» **Text block**:
▽
The EU Commission implicates major banks in cartel cases, threatens with devastating fines

Joaquín Almunia, Vice-President of the EC in charge of Competition, gave a press conference on Statement of Objections of the EC to Crédit Agricole, HSBC and JPMorgan for suspected participation in euro interest rate derivatives cartel. (EC Audiovisual Services, 20/05/2014).

Joaquín Almunia, Vice-President of the EC in charge of Competition, gave a press conference on Statement of Objections of the EC to Crédit Agricole, HSBC and JPMorgan for suspected participation in euro interest rate derivatives cartel. (EC Audiovisual Services, 20/05/2014).

Three major international banking firms Crédit Agricole, HSBC and JPMorgan Chase came yesterday again under the watchful eye of the European Commission, for their role in financial sector cartels (interest rates and derivatives denominated in euro). It’s about financial products based on the Euribor (euro interbank offered rate), an interest rate benchmark. This interest rate affects almost all loans concluded in euro. Let’s follow the story from the beginning.
△
» **Activity list**:
1. In the article on the euro interest rate derivatives cartel, what kind of interest rate is the Euribor said to be?
2. From the article on the euro interest rate derivatives cartel, print the stretch from "Three major international" through "from the beginning.".

» **Data section**:
▽
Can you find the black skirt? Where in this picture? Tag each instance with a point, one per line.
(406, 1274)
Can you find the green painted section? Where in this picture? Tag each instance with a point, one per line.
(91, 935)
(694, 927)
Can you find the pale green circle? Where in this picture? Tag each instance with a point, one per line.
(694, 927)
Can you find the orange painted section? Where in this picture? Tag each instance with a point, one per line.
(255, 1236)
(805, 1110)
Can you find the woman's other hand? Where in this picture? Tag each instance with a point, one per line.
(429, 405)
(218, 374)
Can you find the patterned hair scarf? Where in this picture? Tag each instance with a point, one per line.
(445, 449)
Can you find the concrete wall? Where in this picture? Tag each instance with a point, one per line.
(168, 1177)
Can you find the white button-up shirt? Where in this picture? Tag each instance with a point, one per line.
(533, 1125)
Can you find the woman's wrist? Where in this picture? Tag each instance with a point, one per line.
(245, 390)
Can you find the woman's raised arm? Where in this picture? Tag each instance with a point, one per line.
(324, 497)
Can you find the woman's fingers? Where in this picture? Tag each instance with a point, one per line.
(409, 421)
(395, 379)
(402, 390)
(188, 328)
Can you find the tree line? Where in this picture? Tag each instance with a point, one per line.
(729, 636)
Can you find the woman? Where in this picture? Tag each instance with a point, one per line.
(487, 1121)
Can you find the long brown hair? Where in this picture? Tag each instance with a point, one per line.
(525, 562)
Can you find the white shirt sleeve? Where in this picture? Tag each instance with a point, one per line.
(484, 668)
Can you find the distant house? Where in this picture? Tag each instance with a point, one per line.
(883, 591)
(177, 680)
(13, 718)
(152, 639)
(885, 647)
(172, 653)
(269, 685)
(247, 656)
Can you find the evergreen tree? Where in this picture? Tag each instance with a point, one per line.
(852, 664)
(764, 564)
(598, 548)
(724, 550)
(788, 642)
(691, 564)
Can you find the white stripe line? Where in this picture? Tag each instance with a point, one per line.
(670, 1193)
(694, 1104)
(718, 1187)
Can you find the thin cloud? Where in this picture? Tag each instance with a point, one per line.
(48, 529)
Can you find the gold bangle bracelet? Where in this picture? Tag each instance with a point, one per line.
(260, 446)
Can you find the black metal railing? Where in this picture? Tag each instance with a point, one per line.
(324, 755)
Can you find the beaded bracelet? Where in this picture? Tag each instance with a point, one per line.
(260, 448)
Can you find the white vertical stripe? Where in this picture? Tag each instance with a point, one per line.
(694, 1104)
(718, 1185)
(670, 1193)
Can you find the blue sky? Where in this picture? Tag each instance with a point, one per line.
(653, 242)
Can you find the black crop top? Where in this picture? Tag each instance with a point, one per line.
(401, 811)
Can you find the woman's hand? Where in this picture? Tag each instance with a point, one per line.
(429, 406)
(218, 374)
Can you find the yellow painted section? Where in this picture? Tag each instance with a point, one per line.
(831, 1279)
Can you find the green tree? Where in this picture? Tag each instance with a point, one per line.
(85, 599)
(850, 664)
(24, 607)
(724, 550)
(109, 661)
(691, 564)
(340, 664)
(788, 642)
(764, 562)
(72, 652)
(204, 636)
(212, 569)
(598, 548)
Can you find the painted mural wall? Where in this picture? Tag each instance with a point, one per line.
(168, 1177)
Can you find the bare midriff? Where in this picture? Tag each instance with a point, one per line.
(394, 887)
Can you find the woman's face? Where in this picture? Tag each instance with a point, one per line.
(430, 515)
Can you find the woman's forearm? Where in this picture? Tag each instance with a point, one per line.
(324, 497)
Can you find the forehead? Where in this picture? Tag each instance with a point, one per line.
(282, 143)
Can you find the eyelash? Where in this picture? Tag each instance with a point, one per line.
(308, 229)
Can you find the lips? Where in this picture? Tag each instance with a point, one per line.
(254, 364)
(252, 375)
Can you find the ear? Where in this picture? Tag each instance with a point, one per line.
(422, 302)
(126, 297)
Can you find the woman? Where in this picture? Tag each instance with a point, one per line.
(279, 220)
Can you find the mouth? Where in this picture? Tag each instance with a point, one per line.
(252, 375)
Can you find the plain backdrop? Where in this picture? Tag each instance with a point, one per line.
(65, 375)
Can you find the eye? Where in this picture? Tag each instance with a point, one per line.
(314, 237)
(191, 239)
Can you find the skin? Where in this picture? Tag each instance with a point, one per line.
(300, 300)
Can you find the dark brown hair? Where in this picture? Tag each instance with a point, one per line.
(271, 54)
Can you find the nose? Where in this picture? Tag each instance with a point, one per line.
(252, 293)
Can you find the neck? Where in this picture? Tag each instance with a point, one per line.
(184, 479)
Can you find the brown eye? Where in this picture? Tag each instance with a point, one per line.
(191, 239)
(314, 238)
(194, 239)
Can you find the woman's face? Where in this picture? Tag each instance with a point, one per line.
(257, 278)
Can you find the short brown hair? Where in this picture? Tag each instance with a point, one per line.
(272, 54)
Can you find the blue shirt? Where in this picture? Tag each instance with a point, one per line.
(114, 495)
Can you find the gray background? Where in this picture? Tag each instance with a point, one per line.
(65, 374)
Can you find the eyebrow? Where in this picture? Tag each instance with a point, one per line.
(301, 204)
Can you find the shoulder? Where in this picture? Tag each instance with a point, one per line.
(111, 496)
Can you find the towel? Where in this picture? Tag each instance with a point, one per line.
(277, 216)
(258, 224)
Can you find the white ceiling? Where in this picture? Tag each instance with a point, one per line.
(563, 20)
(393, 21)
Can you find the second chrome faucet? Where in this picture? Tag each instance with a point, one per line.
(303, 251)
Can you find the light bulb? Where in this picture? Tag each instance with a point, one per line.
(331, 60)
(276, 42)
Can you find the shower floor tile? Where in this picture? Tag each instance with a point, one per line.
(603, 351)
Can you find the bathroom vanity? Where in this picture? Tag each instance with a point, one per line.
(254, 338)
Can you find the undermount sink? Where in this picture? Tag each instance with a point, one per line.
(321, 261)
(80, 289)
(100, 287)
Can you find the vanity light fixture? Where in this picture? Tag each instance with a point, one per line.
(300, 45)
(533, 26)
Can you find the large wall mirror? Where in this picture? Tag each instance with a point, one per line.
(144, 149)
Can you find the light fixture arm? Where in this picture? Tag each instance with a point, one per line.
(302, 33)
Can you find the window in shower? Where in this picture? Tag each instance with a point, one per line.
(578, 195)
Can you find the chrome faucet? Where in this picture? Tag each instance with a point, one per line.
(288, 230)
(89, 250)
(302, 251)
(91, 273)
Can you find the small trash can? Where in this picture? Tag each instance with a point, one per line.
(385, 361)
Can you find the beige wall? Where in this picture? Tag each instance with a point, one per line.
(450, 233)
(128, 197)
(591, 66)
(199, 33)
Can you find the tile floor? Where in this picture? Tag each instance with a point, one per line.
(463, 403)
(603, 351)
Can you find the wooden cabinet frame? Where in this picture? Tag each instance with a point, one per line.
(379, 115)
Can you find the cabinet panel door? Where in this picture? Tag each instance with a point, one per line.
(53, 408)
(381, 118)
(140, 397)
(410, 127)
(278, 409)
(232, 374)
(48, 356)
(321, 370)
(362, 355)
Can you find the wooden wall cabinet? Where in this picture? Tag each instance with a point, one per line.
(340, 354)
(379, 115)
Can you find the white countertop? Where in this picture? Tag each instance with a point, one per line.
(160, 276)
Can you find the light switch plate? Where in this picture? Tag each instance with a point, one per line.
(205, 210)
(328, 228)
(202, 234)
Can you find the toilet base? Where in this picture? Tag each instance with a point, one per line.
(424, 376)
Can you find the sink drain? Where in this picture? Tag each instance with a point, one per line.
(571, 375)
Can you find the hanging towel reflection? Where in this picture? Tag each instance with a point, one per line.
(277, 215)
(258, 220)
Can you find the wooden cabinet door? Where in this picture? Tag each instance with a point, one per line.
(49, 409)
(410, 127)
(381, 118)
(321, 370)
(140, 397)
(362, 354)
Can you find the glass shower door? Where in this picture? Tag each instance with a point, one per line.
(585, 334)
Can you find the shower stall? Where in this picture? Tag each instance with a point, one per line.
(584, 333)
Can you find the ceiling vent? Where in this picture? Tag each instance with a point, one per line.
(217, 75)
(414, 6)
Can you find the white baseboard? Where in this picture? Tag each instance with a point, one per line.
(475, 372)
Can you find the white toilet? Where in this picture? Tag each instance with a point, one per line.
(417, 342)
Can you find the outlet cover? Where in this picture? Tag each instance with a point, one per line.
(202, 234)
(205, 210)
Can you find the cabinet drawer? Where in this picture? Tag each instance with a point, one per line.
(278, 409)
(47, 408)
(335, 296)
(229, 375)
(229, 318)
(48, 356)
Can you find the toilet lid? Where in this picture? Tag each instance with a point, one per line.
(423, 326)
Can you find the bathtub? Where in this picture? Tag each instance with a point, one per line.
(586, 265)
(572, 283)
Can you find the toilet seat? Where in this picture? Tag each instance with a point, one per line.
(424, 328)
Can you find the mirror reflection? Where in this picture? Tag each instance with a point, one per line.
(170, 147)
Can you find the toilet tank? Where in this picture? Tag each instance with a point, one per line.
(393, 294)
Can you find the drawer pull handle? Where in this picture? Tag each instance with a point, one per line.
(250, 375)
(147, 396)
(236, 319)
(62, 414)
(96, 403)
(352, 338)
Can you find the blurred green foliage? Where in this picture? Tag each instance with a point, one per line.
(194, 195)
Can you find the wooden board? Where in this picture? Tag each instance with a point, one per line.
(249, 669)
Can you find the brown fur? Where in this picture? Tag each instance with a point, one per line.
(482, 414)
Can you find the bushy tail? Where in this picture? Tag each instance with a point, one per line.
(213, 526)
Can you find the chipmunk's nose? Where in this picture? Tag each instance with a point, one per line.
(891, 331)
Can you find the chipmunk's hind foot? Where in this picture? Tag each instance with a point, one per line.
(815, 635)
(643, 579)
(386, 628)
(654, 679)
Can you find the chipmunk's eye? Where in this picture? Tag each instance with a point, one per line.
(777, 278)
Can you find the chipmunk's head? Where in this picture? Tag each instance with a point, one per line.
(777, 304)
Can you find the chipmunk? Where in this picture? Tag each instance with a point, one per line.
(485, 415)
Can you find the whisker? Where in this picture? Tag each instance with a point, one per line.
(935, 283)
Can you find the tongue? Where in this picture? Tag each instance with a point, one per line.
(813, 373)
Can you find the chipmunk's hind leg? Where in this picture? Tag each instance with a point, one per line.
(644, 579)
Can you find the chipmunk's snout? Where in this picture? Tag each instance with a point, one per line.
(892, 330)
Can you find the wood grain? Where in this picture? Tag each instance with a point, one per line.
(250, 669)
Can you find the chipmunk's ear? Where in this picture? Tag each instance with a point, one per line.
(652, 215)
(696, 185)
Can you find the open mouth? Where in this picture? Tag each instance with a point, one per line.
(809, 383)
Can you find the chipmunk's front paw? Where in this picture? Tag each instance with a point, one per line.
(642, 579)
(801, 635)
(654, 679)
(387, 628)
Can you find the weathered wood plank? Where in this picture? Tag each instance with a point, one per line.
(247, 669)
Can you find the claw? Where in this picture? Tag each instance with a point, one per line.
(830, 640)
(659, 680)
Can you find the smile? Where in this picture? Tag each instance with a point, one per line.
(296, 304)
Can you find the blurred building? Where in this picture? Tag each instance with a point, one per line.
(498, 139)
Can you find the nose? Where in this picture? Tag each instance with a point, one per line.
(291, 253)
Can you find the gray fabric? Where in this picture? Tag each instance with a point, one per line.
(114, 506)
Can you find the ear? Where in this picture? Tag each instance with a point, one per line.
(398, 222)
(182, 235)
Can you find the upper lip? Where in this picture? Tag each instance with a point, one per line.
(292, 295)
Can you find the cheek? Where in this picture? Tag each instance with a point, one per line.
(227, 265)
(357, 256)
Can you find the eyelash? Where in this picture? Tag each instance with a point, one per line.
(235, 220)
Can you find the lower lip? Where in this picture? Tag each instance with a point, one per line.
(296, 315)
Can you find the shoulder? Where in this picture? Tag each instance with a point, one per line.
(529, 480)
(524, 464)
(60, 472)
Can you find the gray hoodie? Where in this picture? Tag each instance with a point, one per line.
△
» **Your responses**:
1. An interest rate benchmark.

2.
Three major international banking firms Crédit Agricole, HSBC and JPMorgan Chase came yesterday again under the watchful eye of the European Commission, for their role in financial sector cartels (interest rates and derivatives denominated in euro). It’s about financial products based on the Euribor (euro interbank offered rate), an interest rate benchmark. This interest rate affects almost all loans concluded in euro. Let’s follow the story from the beginning.